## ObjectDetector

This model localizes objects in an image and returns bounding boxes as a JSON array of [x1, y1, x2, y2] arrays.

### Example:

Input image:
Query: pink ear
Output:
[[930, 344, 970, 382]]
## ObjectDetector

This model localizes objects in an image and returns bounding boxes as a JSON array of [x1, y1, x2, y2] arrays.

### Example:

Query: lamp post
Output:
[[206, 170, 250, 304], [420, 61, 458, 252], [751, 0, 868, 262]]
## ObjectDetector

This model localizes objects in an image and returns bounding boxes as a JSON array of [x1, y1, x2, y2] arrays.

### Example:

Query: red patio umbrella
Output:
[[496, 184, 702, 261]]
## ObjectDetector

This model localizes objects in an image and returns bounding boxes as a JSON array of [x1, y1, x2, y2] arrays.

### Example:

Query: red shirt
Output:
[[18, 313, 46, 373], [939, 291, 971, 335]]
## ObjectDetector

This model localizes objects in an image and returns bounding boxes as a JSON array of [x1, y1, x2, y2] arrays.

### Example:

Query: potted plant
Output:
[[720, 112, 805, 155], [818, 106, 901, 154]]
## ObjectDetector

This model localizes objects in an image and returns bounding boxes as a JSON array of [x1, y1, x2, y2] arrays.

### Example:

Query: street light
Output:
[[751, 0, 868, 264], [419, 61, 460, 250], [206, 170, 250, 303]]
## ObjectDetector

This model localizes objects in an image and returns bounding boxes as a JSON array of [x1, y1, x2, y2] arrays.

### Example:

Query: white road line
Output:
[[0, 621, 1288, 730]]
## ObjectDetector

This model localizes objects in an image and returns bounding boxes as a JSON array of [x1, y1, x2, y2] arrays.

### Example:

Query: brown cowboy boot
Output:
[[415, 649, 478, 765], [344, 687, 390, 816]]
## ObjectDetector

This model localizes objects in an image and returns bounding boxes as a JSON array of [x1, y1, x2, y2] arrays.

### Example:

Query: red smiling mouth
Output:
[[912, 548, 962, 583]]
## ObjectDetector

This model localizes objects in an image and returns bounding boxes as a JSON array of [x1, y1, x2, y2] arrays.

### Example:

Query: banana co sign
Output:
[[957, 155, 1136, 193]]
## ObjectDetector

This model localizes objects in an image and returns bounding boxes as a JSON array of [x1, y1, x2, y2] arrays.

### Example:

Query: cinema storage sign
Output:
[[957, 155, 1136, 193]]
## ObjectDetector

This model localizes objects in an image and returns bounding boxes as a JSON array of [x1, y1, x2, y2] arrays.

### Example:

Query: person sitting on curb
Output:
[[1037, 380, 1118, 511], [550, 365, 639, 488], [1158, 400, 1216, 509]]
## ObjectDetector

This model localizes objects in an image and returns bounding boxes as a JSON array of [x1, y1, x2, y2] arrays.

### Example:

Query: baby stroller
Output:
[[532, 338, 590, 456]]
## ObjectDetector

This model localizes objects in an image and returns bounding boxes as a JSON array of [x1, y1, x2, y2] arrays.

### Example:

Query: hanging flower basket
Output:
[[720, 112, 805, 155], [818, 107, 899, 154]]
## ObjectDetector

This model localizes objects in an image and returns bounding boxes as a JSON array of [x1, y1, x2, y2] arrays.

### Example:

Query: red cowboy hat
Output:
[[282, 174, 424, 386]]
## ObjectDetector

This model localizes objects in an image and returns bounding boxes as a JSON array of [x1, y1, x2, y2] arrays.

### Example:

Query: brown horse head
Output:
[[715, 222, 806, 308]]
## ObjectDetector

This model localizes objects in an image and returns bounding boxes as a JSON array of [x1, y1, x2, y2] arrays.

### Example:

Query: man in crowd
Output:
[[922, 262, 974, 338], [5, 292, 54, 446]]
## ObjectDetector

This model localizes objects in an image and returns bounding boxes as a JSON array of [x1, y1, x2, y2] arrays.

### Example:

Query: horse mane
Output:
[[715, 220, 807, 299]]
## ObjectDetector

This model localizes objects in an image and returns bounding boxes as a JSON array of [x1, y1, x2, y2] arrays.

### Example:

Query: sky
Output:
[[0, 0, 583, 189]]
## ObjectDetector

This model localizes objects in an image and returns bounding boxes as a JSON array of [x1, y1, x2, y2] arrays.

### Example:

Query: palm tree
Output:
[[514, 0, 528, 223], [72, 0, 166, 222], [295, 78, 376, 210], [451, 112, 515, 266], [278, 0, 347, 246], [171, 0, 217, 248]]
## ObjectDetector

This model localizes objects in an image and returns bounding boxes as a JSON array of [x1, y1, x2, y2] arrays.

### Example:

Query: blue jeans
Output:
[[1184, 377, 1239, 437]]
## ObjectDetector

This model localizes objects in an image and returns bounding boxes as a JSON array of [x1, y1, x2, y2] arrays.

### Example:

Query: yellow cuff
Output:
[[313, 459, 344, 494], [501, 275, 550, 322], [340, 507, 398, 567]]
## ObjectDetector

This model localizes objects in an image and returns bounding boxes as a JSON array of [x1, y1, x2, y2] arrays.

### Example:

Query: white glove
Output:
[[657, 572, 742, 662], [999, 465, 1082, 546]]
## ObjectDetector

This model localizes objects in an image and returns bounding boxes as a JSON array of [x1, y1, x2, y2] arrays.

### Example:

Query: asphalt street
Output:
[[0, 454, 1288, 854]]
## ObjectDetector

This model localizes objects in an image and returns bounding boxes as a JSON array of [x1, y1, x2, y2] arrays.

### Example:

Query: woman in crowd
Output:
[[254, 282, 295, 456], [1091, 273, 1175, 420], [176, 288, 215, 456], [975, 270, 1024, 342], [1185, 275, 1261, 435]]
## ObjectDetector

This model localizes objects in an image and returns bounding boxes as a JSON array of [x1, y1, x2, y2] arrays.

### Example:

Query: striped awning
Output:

-=-=-

■ WHAT THE TASK ASKS ■
Format the rows above as a numbered list, dropping every blank line.

■ PROBLEM SOLUTION ■
1. ## ObjectDetector
2. This model localizes objects in an image and returns bounding boxes as a JSON array of [x1, y1, x2, y2] arrays.
3. ### Example:
4. Input image:
5. Query: pink ear
6. Output:
7. [[930, 344, 970, 382]]
8. ## ObjectDetector
9. This model localizes objects in an image and returns bounding boxes as a JSON array of [x1, y1, x2, y2] arrays.
10. ### Example:
11. Query: lamp post
12. Output:
13. [[206, 170, 250, 304], [420, 61, 458, 252], [751, 0, 868, 262]]
14. ## ObjectDetector
15. This model localizes objects in an image and returns bounding boxes as a JSON array of [x1, y1, x2, y2] arrays.
16. ### Example:
17. Query: red patio umbrella
18. Output:
19. [[496, 184, 702, 261]]
20. ## ObjectDetector
21. This model localizes objects in an image and returns bounding boxes as a JSON array of [x1, y1, x2, y2] arrays.
22. ### Example:
23. Query: red shirt
24. Output:
25. [[18, 313, 46, 373], [939, 291, 971, 335]]
26. ## ObjectDetector
27. This model localizes objects in an image and returns bounding boxes as a JSON array of [x1, y1, x2, y2] arrays.
28. ### Example:
29. Query: potted plant
30. Output:
31. [[720, 112, 805, 155], [818, 106, 901, 154]]
32. ## ObjectDetector
33. This model localizes objects in an image and returns bounding boxes as a JSON array of [x1, y1, x2, y2] arrays.
34. ### Example:
35. Query: street light
36. Output:
37. [[751, 0, 868, 264], [419, 61, 460, 250], [206, 170, 250, 303]]
38. ## ObjectDetector
39. This model localizes objects in an image and returns bounding boxes as a JSON array of [x1, y1, x2, y2] arrays.
40. ### Example:
41. Query: white road line
42. Output:
43. [[0, 621, 1288, 730]]
44. ## ObjectDetector
45. This model localizes objects in an image and returns bounding boxes as a JSON array of [x1, y1, x2, y2] arrays.
46. ### Example:
47. Query: brown cowboy boot
48. Output:
49. [[415, 649, 478, 765], [344, 687, 390, 816]]
50. ## ObjectDetector
51. This model localizes objects in an image and returns bounding boxes as a JSON array of [x1, y1, x2, y2] arrays.
52. ### Example:
53. Query: red smiling mouth
54. Output:
55. [[912, 548, 962, 583]]
56. ## ObjectDetector
57. This model localizes objects in an image and returns bounding boxes as a JSON array of [x1, y1, x2, y2] arrays.
58. ### Example:
59. Query: banana co sign
60. Output:
61. [[957, 155, 1136, 193]]
62. ## ObjectDetector
63. This model localizes objects in an image and returns bounding boxes as a JSON array of [x1, y1, x2, y2] arrays.
64. ### Example:
65. Query: cinema storage sign
66. Output:
67. [[957, 155, 1136, 193]]
68. ## ObjectDetector
69. This model localizes objects in an image and returns bounding boxes as a JSON array of [x1, y1, x2, y2] arrays.
70. ### Example:
71. Query: person sitting on curb
72. Output:
73. [[1037, 380, 1118, 511], [550, 365, 639, 488], [1158, 400, 1216, 509]]
74. ## ObjectDetector
75. This model localizes objects in an image and returns bounding boxes as a JSON array of [x1, y1, x2, y2] arrays.
76. ### Example:
77. Query: baby stroller
78. Output:
79. [[532, 338, 590, 456]]
80. ## ObjectDetector
81. This model localizes objects in an image and returns bounding boxes as a JSON array of [x1, y1, x2, y2] arrays.
82. ### Example:
83. Query: hanging flower basket
84. Output:
85. [[720, 112, 805, 155], [818, 107, 899, 154]]
86. ## ObjectDetector
87. This model localizes objects in an image and returns bounding boxes as a JSON array of [x1, y1, x2, y2] arrays.
88. ### Example:
89. Query: red cowboy hat
90. Output:
91. [[282, 174, 424, 386]]
92. ## ObjectDetector
93. This model localizes objects in an image and returns bounding boxes as a JSON array of [x1, y1, x2, y2] arrays.
94. ### Example:
95. Query: brown horse head
96. Output:
97. [[715, 222, 806, 308]]
98. ## ObjectDetector
99. This model localizes objects in an image and returns bounding boxes as a JSON array of [x1, y1, x2, y2] arrays.
100. ### Example:
101. Query: man in crowd
102. Output:
103. [[922, 262, 974, 338], [5, 292, 54, 446]]
104. ## ObjectDetector
105. This model localizes objects in an image and returns bounding boxes as a JSON array of [x1, y1, x2, y2] arrays.
106. ### Example:
107. Query: horse mane
108. Output:
109. [[715, 220, 807, 299]]
110. ## ObjectDetector
111. This model localizes objects in an image and returns bounding boxes as a JSON array of [x1, y1, x2, y2] arrays.
112. ### Example:
113. Query: sky
114. Output:
115. [[0, 0, 583, 189]]
116. ## ObjectDetector
117. This model localizes objects in an image and returns bounding boxes as a JSON array of [x1, y1, x2, y2] arrays.
118. ### Example:
119. Query: palm tree
120. Output:
121. [[514, 0, 528, 223], [72, 0, 166, 222], [295, 78, 376, 210], [451, 112, 515, 266], [278, 0, 347, 246], [171, 0, 217, 248]]
122. ## ObjectDetector
123. This model localizes objects in an image and returns bounding boxes as a JSON array of [x1, y1, x2, y2] arrays.
124. ### Example:
125. Query: blue jeans
126. Output:
127. [[1184, 377, 1239, 437]]
128. ## ObjectDetector
129. This model localizes objects in an image and returns bounding boxes as a JSON array of [x1, y1, x2, y2] arrays.
130. ### Example:
131. Query: yellow cuff
132. Output:
133. [[313, 459, 344, 494], [501, 275, 550, 322], [340, 507, 398, 567]]
134. ## ObjectDetector
135. This model localizes objects in an image and returns bounding boxes as a JSON array of [x1, y1, x2, y2] arrays.
136. ### Example:
137. Query: white glove
138. Output:
139. [[657, 572, 742, 662], [999, 465, 1082, 546]]
140. ## ObjectDetector
141. This model localizes objects in an image and returns bounding boxes as a JSON array of [x1, y1, x2, y2] arrays.
142. ### Example:
143. Query: asphalt street
144. Output:
145. [[0, 454, 1288, 854]]
146. ## ObjectDetector
147. This model localizes objects in an image and returns bounding boxes as a JSON array of [x1, y1, x2, y2] arrays.
148. ### Example:
149. Query: woman in crowd
150. Output:
151. [[254, 282, 295, 456], [1091, 273, 1175, 420], [176, 288, 215, 456], [975, 270, 1024, 342], [1185, 275, 1261, 435]]
152. ## ObjectDetector
153. This model localizes objects in an image and returns bounding boxes as a JSON array of [x1, y1, x2, y2] arrays.
154. ### Example:
155. Query: striped awning
156. Output:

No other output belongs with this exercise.